:: TEXT PASSAGE ::

────────

Starting point is...

I have two complete Mini-500 gearboxes. One is a brand new, unmolested, never spun under load, factory assembled one. This one is an early Alpha that was shipped with Kit S/N 117. I assume it is identical to the one I installed in my other Mini-500 in 1997 since it was S/N 129. It is well known that factory gearboxes assembled during this time-frame had the preload set way high and they ran hot. Also the pinion has a 4-pack of bearings, one of which is an angular contact bearing (rearmost one). This setup was problematic. All of my 100 hrs of Mini-500 time was on helicopters that had this setup and I had no problems except the case got a little warmer than I would have liked.

────────

:: GOAL A ::
Return, word for word, the records from the line with "Locate the fluorescent" to the line with "[306,101,345,120]", including both of those lines.
The records that follow have no connection to the gearbox text.

────────

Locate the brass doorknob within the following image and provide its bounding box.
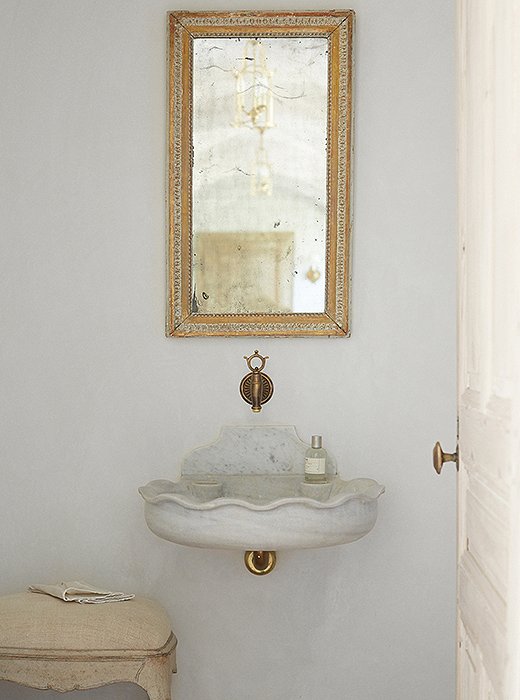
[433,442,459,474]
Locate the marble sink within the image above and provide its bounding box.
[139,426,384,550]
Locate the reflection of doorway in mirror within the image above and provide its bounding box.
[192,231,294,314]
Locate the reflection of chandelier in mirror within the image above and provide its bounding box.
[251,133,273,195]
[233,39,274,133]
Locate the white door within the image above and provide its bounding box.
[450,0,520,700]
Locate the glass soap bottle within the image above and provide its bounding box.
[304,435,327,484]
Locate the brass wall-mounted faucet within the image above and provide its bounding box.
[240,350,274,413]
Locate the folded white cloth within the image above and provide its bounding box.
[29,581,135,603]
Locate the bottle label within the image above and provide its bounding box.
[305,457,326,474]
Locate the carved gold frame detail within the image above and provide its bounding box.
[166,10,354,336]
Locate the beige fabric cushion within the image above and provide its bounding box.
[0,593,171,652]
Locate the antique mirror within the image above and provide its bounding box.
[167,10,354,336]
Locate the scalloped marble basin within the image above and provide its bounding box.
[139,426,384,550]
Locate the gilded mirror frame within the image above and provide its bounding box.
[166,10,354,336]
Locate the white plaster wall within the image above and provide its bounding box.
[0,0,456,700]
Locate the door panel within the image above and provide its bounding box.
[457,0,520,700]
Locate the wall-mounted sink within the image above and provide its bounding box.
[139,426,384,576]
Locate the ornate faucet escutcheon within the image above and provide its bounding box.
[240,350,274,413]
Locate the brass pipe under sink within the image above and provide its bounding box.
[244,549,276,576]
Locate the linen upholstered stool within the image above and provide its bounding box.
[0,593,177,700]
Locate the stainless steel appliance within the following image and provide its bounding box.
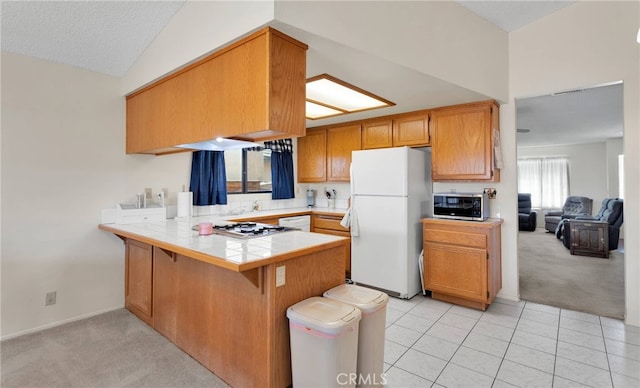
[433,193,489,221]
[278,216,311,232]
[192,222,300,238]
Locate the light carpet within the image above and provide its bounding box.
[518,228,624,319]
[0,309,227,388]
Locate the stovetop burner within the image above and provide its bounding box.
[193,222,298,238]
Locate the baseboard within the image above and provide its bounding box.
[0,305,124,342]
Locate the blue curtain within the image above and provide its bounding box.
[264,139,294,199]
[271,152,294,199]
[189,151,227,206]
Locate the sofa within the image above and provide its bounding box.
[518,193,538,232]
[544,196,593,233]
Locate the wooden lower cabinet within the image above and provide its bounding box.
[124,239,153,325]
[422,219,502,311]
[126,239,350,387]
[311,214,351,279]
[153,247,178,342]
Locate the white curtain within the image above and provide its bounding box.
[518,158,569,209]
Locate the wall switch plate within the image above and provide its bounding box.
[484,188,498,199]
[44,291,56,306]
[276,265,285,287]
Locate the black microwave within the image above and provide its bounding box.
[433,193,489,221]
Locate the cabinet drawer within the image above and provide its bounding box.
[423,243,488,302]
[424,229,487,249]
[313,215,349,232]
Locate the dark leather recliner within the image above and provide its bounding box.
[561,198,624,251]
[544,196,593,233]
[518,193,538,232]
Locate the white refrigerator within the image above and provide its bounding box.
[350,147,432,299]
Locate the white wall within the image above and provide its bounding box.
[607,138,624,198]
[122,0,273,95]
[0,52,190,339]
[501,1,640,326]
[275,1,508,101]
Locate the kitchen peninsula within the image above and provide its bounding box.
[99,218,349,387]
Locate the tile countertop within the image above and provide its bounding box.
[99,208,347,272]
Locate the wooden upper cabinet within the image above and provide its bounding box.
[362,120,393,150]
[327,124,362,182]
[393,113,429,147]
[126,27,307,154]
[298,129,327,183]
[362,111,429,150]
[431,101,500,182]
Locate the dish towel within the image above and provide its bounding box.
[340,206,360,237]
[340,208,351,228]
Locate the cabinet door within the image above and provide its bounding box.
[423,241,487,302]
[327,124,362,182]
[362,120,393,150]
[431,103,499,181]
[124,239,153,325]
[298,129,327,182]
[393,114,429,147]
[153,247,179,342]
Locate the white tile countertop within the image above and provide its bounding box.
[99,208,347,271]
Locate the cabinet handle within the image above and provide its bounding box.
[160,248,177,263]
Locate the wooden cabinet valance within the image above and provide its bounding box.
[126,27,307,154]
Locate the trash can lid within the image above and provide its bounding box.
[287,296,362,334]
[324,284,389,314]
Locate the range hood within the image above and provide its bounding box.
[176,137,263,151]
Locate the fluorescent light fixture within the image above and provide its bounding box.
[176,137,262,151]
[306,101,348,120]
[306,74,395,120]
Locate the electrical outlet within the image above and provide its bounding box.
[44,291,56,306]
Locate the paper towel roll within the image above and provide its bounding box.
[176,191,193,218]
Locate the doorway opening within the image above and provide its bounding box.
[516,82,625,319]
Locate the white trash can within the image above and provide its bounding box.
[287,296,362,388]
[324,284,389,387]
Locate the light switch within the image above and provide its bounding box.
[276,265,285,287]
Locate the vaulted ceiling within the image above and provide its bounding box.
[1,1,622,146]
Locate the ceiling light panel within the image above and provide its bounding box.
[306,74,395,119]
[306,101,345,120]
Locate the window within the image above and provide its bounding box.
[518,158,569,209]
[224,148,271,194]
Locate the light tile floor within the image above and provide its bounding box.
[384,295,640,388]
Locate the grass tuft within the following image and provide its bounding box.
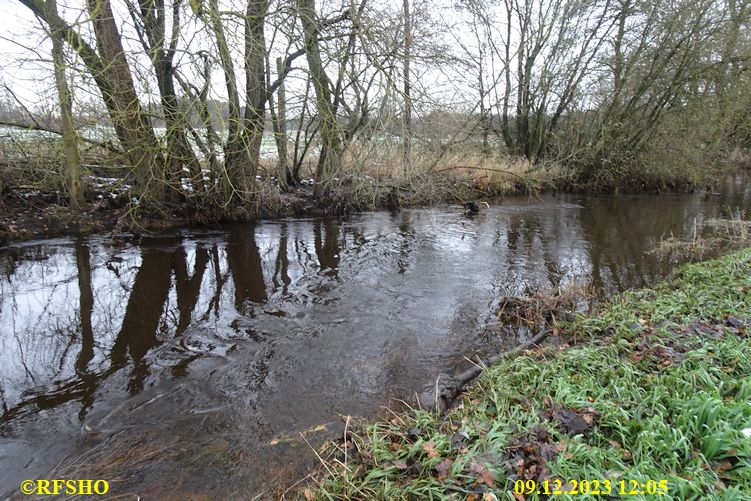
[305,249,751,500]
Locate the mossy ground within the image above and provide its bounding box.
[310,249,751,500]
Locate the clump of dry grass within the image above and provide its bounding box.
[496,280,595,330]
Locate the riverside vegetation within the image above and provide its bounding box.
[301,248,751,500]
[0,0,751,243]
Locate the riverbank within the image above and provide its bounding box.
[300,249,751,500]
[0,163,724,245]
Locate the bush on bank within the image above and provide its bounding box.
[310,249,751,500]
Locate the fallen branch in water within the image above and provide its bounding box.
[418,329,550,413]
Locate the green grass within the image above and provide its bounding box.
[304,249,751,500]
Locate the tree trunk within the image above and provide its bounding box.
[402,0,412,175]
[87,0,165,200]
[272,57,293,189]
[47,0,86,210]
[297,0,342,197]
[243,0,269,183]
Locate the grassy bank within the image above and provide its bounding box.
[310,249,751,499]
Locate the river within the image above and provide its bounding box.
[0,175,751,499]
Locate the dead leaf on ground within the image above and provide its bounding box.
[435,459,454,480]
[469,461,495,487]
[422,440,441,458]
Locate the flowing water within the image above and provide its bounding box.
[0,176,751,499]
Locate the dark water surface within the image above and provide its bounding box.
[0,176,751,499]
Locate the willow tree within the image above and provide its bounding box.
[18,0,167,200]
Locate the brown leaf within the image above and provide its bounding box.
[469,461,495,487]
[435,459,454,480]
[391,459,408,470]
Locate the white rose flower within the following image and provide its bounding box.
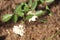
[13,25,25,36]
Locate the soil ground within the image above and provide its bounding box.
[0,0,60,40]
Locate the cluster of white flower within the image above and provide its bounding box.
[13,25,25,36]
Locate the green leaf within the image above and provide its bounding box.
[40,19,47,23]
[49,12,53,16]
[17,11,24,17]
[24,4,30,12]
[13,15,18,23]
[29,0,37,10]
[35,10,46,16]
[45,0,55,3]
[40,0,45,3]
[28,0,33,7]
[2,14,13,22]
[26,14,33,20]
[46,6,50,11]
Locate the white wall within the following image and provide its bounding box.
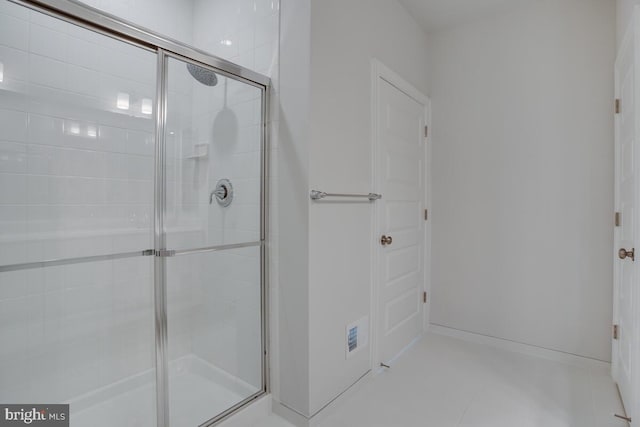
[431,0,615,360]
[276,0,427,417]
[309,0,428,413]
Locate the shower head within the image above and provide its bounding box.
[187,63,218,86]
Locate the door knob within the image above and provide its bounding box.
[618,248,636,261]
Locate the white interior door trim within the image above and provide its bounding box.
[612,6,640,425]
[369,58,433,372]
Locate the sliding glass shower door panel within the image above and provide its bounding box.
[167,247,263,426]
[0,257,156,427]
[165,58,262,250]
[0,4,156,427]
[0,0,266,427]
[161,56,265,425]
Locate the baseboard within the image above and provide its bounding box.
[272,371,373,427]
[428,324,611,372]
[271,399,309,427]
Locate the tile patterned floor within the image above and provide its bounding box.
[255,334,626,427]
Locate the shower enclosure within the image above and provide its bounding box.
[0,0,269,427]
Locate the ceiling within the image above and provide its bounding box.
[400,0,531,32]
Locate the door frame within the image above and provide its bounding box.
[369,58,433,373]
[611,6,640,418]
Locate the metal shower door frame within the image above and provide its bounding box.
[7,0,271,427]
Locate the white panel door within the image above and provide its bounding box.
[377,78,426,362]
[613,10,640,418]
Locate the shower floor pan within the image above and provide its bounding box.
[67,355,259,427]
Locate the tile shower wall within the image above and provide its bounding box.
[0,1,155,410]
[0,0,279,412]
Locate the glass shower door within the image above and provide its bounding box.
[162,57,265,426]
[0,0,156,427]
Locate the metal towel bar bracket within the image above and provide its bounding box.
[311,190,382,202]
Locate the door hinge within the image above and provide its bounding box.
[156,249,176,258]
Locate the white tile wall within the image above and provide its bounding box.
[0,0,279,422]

────────

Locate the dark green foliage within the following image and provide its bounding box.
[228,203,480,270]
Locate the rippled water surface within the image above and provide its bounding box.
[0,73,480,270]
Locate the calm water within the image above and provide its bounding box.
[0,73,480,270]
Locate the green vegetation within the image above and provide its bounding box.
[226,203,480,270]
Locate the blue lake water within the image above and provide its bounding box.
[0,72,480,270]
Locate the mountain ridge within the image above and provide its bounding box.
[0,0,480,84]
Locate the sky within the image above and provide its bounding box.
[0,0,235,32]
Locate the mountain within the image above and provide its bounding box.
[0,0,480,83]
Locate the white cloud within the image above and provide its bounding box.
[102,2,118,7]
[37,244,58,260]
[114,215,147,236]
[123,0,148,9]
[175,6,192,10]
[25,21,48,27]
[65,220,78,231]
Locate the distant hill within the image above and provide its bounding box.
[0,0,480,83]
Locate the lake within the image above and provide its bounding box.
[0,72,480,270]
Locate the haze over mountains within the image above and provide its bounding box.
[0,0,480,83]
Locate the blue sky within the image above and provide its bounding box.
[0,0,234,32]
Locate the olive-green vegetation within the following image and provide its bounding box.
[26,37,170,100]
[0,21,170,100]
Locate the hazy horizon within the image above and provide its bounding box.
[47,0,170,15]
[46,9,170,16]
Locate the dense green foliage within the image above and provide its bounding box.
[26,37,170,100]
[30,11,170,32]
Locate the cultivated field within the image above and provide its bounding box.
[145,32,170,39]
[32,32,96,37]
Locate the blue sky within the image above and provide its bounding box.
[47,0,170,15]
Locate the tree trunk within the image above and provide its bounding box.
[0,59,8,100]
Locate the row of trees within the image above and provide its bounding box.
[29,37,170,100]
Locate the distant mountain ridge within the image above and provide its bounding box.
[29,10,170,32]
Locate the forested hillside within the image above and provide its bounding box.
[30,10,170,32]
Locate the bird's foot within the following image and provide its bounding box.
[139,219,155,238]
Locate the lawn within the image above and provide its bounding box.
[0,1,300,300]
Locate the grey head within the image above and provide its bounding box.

────────

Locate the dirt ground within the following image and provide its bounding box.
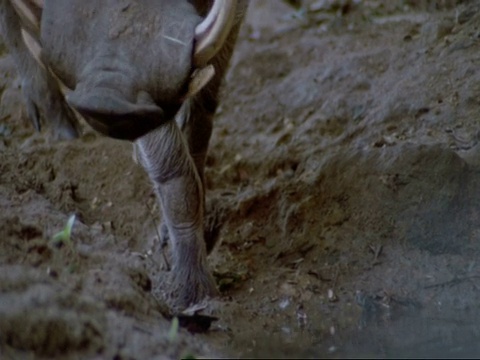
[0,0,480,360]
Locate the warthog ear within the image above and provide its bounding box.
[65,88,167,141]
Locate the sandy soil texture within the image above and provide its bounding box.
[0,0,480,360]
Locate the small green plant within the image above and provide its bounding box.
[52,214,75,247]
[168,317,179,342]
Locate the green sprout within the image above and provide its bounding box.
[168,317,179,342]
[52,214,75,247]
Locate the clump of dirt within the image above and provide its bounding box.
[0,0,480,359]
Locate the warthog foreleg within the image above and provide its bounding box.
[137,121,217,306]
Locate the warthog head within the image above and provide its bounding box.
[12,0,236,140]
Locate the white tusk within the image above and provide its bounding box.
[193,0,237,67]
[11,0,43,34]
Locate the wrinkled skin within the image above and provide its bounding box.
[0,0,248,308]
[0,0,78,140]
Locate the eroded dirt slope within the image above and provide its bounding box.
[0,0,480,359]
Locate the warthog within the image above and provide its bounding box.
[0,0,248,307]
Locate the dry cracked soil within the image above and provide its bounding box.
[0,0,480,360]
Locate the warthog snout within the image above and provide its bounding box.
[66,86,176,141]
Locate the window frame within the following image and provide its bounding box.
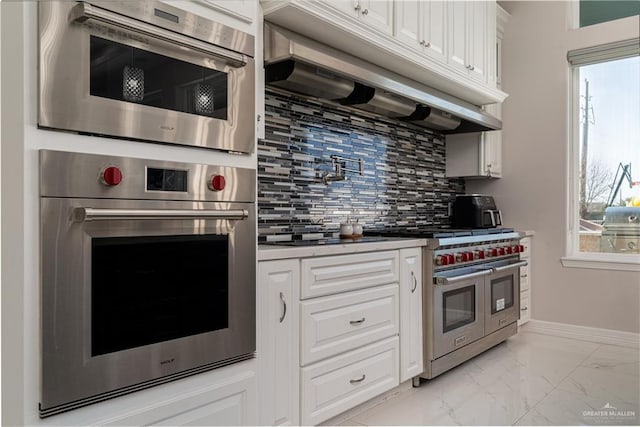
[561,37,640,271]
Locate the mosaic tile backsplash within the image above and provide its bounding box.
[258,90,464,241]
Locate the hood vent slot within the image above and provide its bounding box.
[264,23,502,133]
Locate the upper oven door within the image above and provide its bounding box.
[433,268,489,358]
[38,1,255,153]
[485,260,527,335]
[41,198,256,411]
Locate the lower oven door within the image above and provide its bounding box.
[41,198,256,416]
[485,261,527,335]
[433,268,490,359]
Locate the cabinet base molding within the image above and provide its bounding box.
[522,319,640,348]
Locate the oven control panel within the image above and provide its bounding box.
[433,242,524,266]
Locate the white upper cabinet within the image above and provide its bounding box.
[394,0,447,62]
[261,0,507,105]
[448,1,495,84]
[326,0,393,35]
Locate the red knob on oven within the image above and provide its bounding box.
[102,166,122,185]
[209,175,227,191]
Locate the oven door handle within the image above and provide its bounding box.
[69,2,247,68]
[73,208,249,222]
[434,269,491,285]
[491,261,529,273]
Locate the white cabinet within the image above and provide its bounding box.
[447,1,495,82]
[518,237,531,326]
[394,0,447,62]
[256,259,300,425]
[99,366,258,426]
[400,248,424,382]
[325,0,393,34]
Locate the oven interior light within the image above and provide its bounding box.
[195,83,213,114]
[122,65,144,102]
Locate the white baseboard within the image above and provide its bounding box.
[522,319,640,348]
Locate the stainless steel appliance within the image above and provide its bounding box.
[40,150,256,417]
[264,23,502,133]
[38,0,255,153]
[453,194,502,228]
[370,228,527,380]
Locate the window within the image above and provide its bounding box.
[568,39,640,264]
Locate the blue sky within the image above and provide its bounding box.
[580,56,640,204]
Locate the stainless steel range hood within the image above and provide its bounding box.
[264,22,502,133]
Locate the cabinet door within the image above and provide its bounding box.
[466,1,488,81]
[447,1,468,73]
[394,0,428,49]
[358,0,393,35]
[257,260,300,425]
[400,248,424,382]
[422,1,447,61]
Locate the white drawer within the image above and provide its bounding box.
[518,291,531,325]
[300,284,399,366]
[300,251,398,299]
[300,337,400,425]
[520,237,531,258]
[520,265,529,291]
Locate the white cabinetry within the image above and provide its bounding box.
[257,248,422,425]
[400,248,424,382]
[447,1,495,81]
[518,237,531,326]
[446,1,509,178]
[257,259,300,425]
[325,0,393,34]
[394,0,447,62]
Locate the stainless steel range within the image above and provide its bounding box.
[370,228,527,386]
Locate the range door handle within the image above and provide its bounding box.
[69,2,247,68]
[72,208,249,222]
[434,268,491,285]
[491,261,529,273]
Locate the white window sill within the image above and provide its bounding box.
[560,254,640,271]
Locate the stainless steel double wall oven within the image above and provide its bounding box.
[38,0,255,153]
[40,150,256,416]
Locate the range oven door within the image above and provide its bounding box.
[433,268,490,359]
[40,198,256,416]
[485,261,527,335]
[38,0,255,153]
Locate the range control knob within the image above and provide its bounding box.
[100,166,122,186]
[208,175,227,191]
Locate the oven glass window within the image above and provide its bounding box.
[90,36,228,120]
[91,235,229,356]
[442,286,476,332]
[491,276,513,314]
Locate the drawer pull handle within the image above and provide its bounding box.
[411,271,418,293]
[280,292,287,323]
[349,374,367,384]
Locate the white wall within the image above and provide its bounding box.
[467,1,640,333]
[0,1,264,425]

────────

:: GOAL B ::
Continue the text about the Mini-500 gearboxes from the point where it stops.

:: TASK ANSWER A ::
Locate the fluorescent light fixture within the image above and provide its bounding box.
[176,137,262,151]
[306,101,348,120]
[306,74,395,120]
Locate the electrical outlet within the image above and provide its bounding box.
[44,291,56,306]
Locate the paper towel roll within the image above and provide its bounding box.
[176,191,193,218]
Locate the doorway opening within the image above and provide its bounding box.
[516,82,625,319]
Locate the white trash can within the image above and provide its bounding box.
[287,296,362,388]
[324,284,389,387]
Locate the light switch within the image above and provide its bounding box.
[276,265,285,287]
Locate the vaulted ceiling within the image above and provide its bounding box.
[1,1,622,146]
Locate the ceiling light panel within the image above and provide its bounding box.
[306,74,395,119]
[306,101,345,120]

:: TASK ANSWER B ::
The second one is out of my Texas parts helicopter. It was originally shipped in the kit (S/N 417) which was a factory Bravo model that was originally shipped without the Mast Support Upgrade. Mr. Dave Mealy, the original builder, flew it for 152.9 hours between March 1998 and Feb 1999 when he modified it per the Mast Support Upgrade. Between then and 10-20-2002, he flew it to a TTAF of 226.6 hours in the western PA area. Now there is 245.4 on the Hobbs and I have no idea about the circumstances surrounding those 19 hours on it. Bravo gearboxes had the correct preload and ran a lot cooler. I suspect it still has the pair of dual-row, angular contact bearings on the pinion. I have the complete maintenance records and for the first 153 hours, logbook entries are almost zero. Because of the frequency of entries in the flight log, and the nature of the flights (many short cross countries) with no long gaps, I can assume this gearbox was trouble free because the only logbook entries are lubricant flush and changes. After he did the Mast Support, logbook entries were very thorough and include several AD c/w entries were made. I feel like he flew this gearbox for the whole 227 hours without any major problems. The scab on the frame tube tells me that his frame DID crack like Alphas did, at about the 153 hour point, and then he purchased the expensive Mast Support Upgrade and installed it.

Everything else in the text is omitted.